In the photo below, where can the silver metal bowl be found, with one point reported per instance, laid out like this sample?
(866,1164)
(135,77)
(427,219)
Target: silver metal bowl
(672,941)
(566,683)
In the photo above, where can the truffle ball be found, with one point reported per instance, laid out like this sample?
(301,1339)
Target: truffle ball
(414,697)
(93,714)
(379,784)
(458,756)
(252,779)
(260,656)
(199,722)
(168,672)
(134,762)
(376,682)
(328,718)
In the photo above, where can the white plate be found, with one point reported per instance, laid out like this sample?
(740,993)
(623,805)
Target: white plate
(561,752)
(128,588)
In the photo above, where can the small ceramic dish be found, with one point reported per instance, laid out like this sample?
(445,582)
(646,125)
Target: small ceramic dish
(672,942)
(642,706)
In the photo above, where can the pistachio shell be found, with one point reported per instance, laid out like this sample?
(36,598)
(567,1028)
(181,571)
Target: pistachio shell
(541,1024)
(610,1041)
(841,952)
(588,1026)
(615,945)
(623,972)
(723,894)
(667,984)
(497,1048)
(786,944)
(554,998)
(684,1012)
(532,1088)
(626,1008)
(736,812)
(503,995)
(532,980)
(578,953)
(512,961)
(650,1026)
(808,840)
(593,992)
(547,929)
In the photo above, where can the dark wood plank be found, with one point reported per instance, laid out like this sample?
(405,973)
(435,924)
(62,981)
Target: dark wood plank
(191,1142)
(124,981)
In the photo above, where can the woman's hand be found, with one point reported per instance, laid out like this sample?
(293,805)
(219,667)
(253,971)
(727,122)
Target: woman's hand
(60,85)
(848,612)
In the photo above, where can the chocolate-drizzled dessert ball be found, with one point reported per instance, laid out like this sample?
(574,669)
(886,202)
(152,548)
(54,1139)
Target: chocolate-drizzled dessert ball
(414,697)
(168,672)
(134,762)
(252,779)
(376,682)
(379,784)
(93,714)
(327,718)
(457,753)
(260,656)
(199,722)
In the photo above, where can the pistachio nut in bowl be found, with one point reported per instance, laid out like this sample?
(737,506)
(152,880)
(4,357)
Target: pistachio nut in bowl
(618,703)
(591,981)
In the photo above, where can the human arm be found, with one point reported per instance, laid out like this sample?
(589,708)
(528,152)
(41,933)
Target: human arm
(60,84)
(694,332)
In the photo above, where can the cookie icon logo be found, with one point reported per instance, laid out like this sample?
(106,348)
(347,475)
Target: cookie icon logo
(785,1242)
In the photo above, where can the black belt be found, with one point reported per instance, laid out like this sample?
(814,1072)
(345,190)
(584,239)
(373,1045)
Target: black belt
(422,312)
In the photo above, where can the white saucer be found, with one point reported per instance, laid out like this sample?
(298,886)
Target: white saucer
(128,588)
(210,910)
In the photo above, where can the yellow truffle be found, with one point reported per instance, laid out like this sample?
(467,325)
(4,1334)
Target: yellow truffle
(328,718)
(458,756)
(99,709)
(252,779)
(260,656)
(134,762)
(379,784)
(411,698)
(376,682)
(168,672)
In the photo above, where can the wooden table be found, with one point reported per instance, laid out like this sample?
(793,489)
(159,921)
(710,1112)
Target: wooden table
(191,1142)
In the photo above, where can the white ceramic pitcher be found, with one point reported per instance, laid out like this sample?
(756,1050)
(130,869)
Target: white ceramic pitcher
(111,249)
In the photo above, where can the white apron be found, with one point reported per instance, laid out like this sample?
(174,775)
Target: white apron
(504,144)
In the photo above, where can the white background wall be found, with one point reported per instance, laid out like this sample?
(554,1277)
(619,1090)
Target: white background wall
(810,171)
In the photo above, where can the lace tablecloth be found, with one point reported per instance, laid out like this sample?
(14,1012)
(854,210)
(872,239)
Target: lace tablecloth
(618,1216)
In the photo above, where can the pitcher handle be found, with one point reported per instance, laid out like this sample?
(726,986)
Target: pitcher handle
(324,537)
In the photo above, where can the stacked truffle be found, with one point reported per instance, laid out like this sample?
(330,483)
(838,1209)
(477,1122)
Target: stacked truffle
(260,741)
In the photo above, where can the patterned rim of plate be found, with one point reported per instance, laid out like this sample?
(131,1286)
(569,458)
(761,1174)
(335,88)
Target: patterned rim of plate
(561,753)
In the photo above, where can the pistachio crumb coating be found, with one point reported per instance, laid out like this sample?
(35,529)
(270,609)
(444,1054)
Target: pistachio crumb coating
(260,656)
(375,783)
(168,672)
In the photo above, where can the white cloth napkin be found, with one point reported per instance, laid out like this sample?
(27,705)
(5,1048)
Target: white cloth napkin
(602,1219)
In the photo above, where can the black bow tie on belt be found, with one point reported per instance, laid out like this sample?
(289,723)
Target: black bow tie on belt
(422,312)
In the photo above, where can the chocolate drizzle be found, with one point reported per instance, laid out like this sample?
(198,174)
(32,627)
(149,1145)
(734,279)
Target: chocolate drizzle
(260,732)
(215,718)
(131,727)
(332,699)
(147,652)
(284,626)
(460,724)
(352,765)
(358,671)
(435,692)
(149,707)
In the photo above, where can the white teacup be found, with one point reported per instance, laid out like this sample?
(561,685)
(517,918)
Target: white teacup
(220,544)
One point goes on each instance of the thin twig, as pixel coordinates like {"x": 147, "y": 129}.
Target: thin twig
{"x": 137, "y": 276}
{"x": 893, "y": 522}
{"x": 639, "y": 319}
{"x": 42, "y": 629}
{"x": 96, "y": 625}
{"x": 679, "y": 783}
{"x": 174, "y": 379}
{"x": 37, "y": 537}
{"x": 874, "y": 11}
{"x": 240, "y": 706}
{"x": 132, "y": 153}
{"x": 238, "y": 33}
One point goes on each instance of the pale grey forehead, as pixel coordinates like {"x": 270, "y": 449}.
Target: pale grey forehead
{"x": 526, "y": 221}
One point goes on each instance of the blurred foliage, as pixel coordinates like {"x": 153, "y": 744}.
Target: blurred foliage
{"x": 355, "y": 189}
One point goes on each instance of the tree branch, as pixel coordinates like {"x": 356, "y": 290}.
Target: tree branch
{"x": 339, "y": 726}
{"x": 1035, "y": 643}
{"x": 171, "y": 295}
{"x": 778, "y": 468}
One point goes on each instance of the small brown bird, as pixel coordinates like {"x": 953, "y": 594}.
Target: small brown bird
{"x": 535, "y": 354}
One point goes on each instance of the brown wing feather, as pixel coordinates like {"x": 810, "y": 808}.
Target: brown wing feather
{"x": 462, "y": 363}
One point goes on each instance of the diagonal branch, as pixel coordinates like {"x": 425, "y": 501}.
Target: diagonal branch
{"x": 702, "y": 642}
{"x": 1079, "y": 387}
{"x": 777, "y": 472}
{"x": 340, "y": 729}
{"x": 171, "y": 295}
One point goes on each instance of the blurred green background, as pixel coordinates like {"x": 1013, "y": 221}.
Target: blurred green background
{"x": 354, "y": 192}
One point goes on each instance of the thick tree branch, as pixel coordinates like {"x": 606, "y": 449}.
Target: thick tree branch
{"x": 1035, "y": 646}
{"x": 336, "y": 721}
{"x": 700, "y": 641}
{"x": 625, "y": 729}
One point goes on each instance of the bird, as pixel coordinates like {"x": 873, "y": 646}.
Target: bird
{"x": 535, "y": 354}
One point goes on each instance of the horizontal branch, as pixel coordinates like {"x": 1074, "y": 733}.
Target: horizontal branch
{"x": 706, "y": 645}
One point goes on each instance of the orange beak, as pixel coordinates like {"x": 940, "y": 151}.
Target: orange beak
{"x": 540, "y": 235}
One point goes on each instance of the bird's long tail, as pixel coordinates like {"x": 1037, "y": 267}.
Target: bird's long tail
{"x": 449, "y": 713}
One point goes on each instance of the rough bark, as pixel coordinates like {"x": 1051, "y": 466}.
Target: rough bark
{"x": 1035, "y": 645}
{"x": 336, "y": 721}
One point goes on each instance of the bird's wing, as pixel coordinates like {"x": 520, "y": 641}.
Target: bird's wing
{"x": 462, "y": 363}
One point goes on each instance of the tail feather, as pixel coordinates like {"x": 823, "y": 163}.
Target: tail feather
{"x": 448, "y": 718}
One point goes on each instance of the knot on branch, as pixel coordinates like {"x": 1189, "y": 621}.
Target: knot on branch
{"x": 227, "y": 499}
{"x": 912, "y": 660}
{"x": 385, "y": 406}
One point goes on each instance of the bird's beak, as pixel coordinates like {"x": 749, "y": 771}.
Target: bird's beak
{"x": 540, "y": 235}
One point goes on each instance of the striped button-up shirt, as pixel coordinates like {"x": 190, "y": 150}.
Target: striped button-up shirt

------------------------------------

SHORT TASK
The lines to reproduce run from the line containing "One point goes on each instance of the bird's long" to the end of the listing; write them out exactly and add nothing.

RESPONSE
One point goes on each instance of the bird's long tail, as pixel coordinates like {"x": 1037, "y": 267}.
Target: bird's long tail
{"x": 449, "y": 713}
One point goes on each instance of the rough bark, as pixel coordinates like {"x": 1051, "y": 466}.
Target: rough bark
{"x": 1035, "y": 645}
{"x": 336, "y": 721}
One point goes on each instance of the bird's wing, as pixel coordinates like {"x": 520, "y": 641}.
Target: bird's wing
{"x": 462, "y": 363}
One point goes on each instance of the tail feather, as pixel coordinates like {"x": 823, "y": 163}.
Target: tail feather
{"x": 448, "y": 718}
One point goes on each instance of the knot on branch, as pixel coordinates like {"x": 1189, "y": 621}.
Target: knot on branch
{"x": 227, "y": 499}
{"x": 912, "y": 660}
{"x": 385, "y": 406}
One point goes on each instance of the bird's beak, as pixel coordinates like {"x": 749, "y": 771}.
Target: bird's beak
{"x": 540, "y": 235}
One point goes on each instance of the striped button-up shirt, as pixel coordinates like {"x": 190, "y": 150}.
Target: striped button-up shirt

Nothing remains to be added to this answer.